Sister Francesca Walterscheid

Francesca (née Helen Marie) Walterscheid was born in Muenster, Texas. As she recalls her youth, Sister said she always expected to enter religious life and deliberately chose to enjoy her teenage years to the full. Very early, she followed her siblings into the intergenerational band of Muenster, where she was gradually promoted from playing triangle to various brass instruments, but she never had the chance to buy her own baton and become a majorette.

Sister entered the Sisters of St. Mary at Our Lady of Victory Convent in Fort Worth in 1946. After completing her Novitiate, Sister Francesca became a much-loved primary teacher in many of the Sisters of St. Mary Schools in Texas and California. Diminutive in stature, she was able to relate to small children in such a way that she is still remembered and loved by numerous students who have continued to visit her at OLV Center.

Much of Sister Francesca’s work at OLV involved caring for the sick and aged, so after retiring from the classroom, Sister spent ten years directing or assisting in the infirmary.

[Tasks]
#1 Transcribe the biography of Sister Francesca from "Sister entered the" to "in the infirmary.".
#2 Answer these questions from the biography of Sister Francesca:
(a) In what town was she born?
(b) In what year did she enter the Sisters of St. Mary?
(c) How many years did she spend directing or assisting in the infirmary after retiring from the classroom?

[Extracted data]
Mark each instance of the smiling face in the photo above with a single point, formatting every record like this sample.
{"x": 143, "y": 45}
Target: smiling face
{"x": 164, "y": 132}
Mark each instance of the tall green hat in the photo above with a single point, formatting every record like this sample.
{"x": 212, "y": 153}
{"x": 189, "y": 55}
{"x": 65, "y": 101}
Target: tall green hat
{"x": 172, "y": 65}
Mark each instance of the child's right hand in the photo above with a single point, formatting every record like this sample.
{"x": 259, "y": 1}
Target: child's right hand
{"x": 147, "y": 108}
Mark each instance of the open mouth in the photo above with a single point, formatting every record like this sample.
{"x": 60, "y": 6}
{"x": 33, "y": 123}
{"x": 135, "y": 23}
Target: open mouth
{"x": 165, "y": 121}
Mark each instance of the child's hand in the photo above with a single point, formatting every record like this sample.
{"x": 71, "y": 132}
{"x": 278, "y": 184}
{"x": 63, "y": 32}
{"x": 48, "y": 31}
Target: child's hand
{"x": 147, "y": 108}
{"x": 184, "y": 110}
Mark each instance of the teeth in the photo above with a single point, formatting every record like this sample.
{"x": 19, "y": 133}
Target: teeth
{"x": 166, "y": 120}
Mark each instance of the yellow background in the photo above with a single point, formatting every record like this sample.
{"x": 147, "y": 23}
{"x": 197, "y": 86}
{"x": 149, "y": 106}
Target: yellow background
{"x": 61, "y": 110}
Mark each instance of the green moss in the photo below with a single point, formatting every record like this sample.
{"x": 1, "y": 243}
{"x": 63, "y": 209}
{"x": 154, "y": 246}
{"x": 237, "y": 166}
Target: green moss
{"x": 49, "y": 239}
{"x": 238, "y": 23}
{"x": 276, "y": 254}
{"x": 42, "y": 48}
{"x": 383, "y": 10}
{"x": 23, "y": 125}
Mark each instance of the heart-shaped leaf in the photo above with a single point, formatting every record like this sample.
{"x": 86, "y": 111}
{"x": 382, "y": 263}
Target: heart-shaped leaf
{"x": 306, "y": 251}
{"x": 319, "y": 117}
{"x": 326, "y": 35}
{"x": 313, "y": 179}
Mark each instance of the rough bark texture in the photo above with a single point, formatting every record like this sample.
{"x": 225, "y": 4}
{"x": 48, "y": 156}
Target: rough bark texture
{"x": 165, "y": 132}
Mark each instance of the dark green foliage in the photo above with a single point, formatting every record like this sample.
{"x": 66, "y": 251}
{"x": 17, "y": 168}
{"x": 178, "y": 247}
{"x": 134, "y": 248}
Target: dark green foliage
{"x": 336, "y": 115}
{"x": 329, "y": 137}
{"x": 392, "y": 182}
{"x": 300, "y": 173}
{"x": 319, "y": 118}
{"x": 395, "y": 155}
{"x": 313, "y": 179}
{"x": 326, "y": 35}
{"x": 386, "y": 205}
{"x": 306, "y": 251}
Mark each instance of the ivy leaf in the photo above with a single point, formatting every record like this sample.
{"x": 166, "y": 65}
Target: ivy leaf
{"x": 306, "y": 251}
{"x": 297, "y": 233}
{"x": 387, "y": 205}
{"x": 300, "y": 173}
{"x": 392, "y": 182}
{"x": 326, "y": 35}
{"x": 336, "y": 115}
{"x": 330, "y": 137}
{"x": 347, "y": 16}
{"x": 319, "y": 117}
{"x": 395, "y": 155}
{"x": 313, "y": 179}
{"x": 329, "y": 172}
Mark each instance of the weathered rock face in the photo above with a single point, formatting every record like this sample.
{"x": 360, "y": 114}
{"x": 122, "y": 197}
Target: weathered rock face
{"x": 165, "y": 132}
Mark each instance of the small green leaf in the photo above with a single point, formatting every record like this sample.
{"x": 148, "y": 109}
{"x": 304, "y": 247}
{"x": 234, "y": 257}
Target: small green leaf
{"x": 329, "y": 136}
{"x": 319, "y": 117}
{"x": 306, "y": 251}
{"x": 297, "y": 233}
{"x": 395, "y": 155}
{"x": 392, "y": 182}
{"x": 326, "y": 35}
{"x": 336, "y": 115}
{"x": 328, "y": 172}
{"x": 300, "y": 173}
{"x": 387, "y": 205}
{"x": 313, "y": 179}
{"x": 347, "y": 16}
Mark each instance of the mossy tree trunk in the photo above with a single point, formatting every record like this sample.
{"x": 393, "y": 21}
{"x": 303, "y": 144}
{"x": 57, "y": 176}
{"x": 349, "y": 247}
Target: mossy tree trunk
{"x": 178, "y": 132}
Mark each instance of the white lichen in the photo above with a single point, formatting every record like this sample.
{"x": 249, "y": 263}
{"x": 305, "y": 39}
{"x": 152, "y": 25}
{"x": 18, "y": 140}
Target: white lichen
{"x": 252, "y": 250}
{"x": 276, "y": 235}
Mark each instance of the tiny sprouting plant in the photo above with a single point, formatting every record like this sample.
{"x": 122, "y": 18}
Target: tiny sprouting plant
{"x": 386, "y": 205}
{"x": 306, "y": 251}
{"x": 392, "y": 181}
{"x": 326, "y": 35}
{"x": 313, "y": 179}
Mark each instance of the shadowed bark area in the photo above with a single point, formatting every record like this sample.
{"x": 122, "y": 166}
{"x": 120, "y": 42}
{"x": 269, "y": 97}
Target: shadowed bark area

[Answers to each task]
#1
Sister entered the Sisters of St. Mary at Our Lady of Victory Convent in Fort Worth in 1946. After completing her Novitiate, Sister Francesca became a much-loved primary teacher in many of the Sisters of St. Mary Schools in Texas and California. Diminutive in stature, she was able to relate to small children in such a way that she is still remembered and loved by numerous students who have continued to visit her at OLV Center.

Much of Sister Francesca’s work at OLV involved caring for the sick and aged, so after retiring from the classroom, Sister spent ten years directing or assisting in the infirmary.

#2
(a) Muenster, Texas
(b) 1946
(c) Ten years